* Set task
Copy every line from the entries below that contains the string "pixels". Matching is case-sensitive.

______________________________

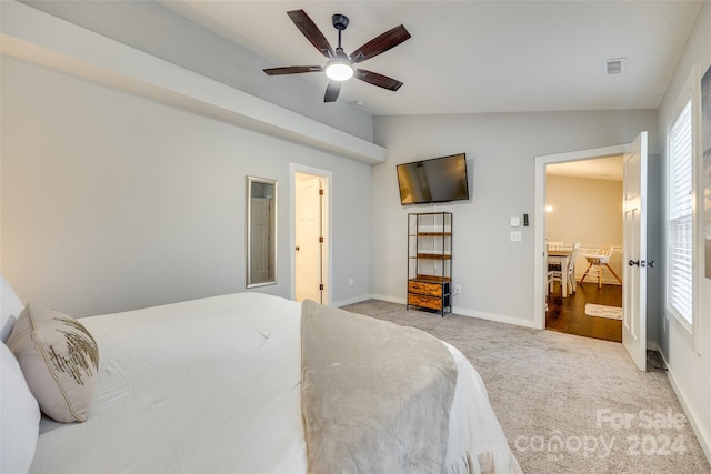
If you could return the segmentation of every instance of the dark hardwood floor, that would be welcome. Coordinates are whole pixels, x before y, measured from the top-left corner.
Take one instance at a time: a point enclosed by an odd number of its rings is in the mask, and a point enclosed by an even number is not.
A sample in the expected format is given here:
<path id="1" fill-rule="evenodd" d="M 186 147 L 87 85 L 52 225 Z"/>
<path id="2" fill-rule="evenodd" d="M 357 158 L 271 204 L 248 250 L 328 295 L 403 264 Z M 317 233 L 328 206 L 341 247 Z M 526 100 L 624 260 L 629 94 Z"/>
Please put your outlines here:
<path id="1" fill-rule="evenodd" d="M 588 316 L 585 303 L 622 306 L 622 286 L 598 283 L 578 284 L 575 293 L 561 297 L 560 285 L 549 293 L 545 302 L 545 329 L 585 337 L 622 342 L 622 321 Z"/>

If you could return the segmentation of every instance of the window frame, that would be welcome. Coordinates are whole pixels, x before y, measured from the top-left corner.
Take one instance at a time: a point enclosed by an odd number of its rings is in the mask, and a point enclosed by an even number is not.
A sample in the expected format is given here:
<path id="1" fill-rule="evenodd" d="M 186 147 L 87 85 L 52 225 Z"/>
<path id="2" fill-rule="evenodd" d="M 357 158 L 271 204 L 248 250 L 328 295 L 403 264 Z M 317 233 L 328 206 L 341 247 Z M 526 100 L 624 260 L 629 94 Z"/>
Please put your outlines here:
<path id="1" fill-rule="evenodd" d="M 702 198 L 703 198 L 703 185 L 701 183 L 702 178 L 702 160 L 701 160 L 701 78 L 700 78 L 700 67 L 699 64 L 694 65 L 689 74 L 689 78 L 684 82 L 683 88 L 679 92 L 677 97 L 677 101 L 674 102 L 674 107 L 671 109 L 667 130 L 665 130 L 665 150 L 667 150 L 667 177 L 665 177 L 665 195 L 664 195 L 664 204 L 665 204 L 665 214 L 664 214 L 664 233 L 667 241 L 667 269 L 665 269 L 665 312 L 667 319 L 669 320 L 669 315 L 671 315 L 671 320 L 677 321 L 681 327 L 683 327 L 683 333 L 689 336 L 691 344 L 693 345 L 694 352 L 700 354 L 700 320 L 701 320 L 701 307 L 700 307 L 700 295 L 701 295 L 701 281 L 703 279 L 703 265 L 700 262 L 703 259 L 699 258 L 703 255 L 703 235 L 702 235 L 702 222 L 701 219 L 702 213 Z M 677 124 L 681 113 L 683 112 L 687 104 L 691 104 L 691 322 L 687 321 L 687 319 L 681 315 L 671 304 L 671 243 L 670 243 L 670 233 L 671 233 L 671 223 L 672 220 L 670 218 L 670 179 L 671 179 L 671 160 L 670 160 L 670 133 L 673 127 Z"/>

______________________________

* Full solution
If you could return the segmentation of every instance of the dark hardwood floor, that would be welcome. Coordinates are whole pixels, x before y, measured from the top-left corner.
If you could return the segmentation of every instance of the window frame, that would be welcome. Coordinates are whole pixels, x before y, measured from the top-left corner.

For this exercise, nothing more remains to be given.